● TO DO
Carry on the passage about 3D Secure and strong customer authentication under PSD2, starting right after its last sentence.

● EXCERPTED PASSAGE
The key development for retailers to keep in mind here is the EBA’s June opinion that rightly stated that implementing 3D Secure 2.0 is not the same as implementing SCA. (The protocol doesn’t even have the ability to pass information regarding the inherence element of SCA.)
The EBA stated plainly in its June 21 memo that, “communication protocols such as EMV 3-D Secure version 2.0 and newer would not currently appear to constitute inherence elements, as none of the data points, or their combination, exchanged through this communication tool appears to include information that relates to biological and behavioral biometrics.”
The EBA went on to say that SCA purposefully allows for multiple “authentication approaches in the industry, in order to ensure that the regulatory technical standards remain technology-neutral and future-proof.”
We’ve looked at what’s in place and tested the existing protocol and its infrastructure. Authentication systems that rely on 3D Secure, with their communication among the merchant, gateway, at least two banks, the consumer and often back around again can take an eternity on the web — think 15 seconds or more.
And, of course, we know what an eternity on the web does to conversions — slow and cumbersome checkout processes are a conversion killer. Nearly 48 percent of consumers told polling firm Survata, in a Signifyd customer experience survey, that they felt frustrated by checkout experiences that redirect them to another site for credit card verification, a feature of 3D Secure. The Baymard Institute found that 28 percent of consumers abandoned their carts because checkout took too long or was too complex.
The way to completely sidestep the problems with 3D Secure as a protocol is to take ownership of SCA by building or buying a holistic approach to meeting PSD2 obligations. We expect that the best customer experience under PSD2 will involve a machine-learning-based SCA provider conducting dynamic fraud analysis for online retailers, then passing the SCA decision down the 3D Secure rails to eliminate delays in approval, minimise customer friction, and maximise authorisation rates.
Such a system, relying on a vast amount of transaction data, provides the right degree of scrutiny for each order to protect consumers and retailers from fraudulent credit card transactions while avoiding the added friction brought on by a one-size-fits-all, legacy 3D-Secure-powered system.

● SUPPLIED INFORMATION

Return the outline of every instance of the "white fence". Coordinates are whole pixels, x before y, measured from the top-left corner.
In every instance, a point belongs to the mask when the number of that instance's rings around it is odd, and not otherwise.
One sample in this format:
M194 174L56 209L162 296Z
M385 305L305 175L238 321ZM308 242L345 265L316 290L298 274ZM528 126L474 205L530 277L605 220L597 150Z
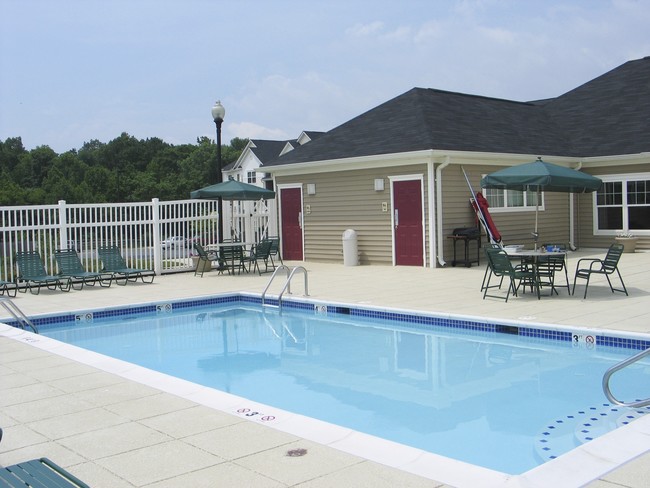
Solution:
M224 238L258 242L277 235L274 201L223 202ZM119 246L130 266L156 274L194 269L193 243L218 241L216 200L0 207L0 279L15 281L15 255L38 251L56 274L55 249L75 249L97 271L97 248Z

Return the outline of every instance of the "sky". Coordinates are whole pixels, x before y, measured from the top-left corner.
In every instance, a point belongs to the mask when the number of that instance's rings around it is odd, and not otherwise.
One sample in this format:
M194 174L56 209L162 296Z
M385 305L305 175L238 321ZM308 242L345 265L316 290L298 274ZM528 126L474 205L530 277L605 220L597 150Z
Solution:
M650 55L650 0L0 0L0 140L328 131L413 87L562 95Z

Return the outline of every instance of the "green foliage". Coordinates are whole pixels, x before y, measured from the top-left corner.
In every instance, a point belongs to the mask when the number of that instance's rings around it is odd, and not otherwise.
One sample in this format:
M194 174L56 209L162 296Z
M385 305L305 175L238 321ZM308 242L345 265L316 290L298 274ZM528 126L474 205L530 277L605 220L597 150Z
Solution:
M221 148L222 165L237 160L248 141ZM93 139L57 154L48 146L27 151L20 137L0 140L0 205L183 200L215 183L217 148L207 137L196 144L136 139L123 132L108 143Z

● RESPONSE TO THIS EXERCISE
The holistic approach allows for nearly instantaneous SCA review and more accurate decisions based on the significantly more data processed by the system’s learning machines, as opposed to passing down that data all the way to the issuing banks and back. The system should have the added advantage of shifting all liability away from the merchant, onto the issuing bank in the case of 3D-Secure-authorised transactions, or onto the SCA provider for any transaction that would require a step-up or be declined.
While the details of this innovative approach to PSD2 are important, it’s the underlying approach that is vital to executing a successful PSD2 strategy. It starts with embracing the new SCA requirements rather than trying to avoid them through a pretzel of exemptions.
The exemptions are only sometimes applicable for some small value carts, and ultimately are actually dependent on unrealistically low fraud rates for both the acquiring and issuing banks, neither of which are in control of the retailer.
All the more reason for retailers to embrace PSD2 and commit to coming up with a robust system that is designed to achieve the noble goals of the regulation without breaking the customer experience they’ve worked so hard to foster.
Because in the end, PSD2 isn’t just about banks and fintech companies. It applies to retailers and, in fact, provides them with an attainable opportunity to build a competitive advantage.